• _To do_:
Extract the items from their beginning through the line containing "box: [261, 199, 396, 251]", both ends included, and reproduce those lines verbatim. Leave the picture out of your answer.

• _Material supplied_:

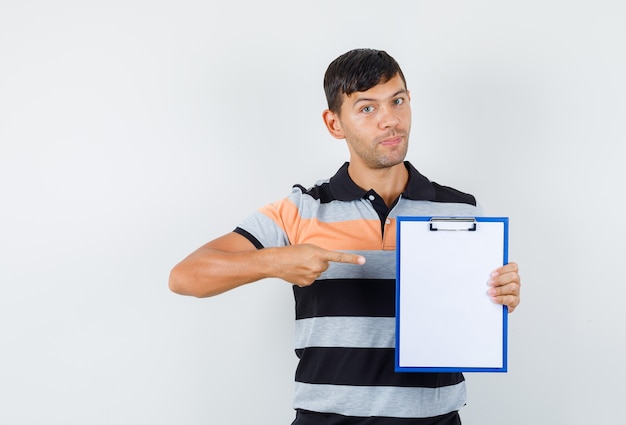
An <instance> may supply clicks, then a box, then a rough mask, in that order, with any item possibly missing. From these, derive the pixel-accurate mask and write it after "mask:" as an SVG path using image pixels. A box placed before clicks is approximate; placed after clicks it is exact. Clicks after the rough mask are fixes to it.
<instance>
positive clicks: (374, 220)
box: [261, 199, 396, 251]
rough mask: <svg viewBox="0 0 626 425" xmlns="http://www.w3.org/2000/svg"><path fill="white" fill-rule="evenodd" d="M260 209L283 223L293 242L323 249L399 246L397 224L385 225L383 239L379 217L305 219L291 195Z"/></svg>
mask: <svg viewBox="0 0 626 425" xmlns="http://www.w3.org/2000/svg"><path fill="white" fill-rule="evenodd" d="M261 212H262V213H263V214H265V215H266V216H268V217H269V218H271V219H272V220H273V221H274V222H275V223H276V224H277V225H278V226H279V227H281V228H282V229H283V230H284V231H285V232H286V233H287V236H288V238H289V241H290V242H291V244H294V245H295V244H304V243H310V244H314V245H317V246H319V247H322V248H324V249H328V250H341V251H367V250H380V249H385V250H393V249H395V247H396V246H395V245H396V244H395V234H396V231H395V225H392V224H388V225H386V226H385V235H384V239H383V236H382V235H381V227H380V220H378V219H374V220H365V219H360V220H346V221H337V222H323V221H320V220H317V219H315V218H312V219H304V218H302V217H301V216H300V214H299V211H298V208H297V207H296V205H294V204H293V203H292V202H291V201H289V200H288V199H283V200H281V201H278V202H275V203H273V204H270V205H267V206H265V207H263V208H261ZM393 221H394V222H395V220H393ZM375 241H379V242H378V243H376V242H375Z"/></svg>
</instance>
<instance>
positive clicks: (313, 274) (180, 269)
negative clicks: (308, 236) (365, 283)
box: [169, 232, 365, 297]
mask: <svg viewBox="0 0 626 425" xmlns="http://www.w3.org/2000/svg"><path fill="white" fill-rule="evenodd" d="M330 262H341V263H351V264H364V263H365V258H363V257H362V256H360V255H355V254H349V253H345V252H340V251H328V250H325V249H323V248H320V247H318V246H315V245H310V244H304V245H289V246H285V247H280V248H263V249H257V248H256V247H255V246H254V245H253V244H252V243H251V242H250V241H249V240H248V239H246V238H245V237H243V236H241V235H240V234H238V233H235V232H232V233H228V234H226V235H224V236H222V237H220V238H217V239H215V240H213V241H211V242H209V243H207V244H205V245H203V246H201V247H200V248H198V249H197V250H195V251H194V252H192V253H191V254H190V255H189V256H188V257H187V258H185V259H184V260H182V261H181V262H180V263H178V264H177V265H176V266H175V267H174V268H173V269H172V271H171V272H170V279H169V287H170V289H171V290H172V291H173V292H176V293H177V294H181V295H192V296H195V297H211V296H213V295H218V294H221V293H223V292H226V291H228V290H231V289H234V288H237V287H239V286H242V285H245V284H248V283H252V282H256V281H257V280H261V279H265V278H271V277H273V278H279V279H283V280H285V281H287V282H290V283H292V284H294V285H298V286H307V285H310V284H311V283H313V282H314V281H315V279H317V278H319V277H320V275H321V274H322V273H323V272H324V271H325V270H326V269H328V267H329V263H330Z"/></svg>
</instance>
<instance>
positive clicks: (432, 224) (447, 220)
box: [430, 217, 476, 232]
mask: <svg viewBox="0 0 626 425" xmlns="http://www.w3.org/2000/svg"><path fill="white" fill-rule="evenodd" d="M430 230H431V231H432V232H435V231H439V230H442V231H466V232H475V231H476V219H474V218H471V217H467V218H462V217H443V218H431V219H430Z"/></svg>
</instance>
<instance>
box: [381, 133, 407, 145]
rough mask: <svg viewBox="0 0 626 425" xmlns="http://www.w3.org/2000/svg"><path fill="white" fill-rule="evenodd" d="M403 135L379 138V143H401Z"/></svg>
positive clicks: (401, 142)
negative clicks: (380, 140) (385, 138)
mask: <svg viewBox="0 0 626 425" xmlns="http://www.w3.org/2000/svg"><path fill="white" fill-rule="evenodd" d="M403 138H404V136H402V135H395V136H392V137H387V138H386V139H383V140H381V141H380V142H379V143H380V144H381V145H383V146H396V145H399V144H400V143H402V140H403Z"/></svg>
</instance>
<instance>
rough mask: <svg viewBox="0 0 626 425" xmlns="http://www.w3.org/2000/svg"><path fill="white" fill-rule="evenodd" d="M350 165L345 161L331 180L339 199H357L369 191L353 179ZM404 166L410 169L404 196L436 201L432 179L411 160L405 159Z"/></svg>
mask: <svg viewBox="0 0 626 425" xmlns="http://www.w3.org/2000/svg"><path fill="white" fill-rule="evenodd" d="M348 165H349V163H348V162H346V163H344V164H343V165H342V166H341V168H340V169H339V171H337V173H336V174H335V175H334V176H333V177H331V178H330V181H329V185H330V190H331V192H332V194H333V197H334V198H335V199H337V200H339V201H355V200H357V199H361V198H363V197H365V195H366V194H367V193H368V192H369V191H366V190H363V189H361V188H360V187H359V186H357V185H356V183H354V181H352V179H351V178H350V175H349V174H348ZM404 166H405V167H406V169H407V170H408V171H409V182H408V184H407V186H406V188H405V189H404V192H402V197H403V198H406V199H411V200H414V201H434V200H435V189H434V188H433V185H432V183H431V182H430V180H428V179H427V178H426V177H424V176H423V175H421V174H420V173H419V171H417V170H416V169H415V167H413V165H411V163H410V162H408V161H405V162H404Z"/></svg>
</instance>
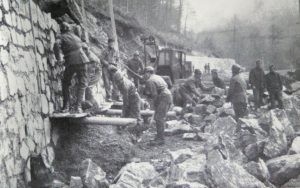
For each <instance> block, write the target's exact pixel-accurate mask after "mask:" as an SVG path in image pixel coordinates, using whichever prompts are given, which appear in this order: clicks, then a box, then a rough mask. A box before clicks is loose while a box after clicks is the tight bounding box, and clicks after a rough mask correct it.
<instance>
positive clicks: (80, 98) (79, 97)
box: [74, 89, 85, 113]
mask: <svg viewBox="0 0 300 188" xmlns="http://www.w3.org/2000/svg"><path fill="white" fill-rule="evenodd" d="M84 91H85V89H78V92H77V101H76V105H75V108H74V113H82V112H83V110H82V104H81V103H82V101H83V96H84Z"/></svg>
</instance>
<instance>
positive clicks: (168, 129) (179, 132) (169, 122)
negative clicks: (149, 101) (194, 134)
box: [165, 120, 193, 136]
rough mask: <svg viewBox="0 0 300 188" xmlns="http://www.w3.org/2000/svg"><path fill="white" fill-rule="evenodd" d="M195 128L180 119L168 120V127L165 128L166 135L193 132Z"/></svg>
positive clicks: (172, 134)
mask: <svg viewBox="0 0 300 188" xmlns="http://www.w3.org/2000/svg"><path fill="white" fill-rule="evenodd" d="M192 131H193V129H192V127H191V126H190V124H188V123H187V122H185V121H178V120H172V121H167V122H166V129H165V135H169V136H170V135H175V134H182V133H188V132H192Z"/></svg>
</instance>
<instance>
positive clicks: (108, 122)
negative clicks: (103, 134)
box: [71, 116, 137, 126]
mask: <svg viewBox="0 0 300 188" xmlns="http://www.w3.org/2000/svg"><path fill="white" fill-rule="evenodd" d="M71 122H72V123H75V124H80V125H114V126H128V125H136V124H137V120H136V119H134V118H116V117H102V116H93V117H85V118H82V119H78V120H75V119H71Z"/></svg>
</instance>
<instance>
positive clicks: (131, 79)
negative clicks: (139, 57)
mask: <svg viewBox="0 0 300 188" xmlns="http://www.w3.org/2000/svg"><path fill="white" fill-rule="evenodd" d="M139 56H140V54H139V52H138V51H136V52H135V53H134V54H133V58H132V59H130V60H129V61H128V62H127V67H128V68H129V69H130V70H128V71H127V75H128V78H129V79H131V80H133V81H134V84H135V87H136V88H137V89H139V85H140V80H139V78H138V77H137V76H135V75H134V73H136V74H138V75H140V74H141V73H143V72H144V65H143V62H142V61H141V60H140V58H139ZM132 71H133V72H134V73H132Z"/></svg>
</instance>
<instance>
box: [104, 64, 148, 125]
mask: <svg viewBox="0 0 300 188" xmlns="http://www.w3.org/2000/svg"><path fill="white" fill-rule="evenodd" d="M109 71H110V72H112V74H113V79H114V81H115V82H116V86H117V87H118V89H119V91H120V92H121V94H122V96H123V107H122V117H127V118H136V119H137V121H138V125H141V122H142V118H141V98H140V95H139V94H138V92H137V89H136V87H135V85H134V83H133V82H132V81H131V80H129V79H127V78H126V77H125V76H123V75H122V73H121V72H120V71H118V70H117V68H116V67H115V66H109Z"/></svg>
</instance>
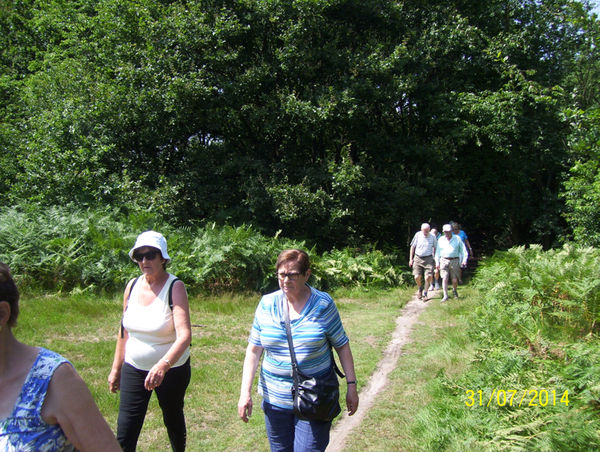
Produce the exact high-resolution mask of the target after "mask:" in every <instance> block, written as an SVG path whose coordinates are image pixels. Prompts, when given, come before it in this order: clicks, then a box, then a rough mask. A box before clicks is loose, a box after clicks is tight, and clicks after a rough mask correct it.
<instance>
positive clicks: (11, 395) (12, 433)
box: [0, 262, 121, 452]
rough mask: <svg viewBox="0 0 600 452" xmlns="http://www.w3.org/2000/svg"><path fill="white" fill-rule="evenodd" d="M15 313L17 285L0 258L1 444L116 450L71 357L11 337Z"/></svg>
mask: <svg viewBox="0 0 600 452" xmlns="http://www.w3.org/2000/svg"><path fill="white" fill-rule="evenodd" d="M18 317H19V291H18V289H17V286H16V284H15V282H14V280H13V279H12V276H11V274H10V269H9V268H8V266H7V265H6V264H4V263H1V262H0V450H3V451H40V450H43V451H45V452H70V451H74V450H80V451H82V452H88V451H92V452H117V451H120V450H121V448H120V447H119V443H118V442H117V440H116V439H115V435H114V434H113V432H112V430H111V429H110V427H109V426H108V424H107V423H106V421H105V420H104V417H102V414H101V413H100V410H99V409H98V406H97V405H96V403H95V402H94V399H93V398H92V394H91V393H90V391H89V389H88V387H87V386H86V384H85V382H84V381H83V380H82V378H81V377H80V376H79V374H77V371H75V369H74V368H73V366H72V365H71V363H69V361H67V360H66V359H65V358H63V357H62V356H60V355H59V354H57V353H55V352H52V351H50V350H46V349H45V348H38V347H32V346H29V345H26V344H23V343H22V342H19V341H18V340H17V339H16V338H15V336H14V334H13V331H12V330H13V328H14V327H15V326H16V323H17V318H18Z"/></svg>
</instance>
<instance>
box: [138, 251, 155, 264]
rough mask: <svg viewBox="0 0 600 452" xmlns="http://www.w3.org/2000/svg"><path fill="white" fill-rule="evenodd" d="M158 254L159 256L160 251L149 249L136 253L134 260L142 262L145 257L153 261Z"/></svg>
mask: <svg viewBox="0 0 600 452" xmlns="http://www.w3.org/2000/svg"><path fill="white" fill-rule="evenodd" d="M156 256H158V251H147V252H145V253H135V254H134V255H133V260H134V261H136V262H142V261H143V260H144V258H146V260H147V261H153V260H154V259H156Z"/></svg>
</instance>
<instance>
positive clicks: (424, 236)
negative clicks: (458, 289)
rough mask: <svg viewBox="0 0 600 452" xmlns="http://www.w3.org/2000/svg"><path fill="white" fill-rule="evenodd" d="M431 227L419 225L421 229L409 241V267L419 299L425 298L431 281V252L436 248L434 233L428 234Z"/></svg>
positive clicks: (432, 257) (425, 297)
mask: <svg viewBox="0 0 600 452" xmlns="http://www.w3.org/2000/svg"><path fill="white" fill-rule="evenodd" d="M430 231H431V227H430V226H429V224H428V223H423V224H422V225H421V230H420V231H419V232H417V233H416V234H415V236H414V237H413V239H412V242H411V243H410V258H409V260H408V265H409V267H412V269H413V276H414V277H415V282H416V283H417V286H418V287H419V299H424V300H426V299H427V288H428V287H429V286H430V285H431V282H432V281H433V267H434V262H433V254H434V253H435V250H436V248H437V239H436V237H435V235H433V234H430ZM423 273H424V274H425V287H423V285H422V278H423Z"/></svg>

• _Solution below_:
An <instance> may supply clicks, then a box, then a rough mask, in that order, with any item possibly missing. From these, derive the pixel-accurate mask and write it after "mask:" as an SVG path using image pixels. A box placed before clicks is approximate; placed after clicks it is exact. Clicks after the rough mask are fixes to it.
<instance>
positive clicks: (374, 220)
box: [261, 199, 396, 251]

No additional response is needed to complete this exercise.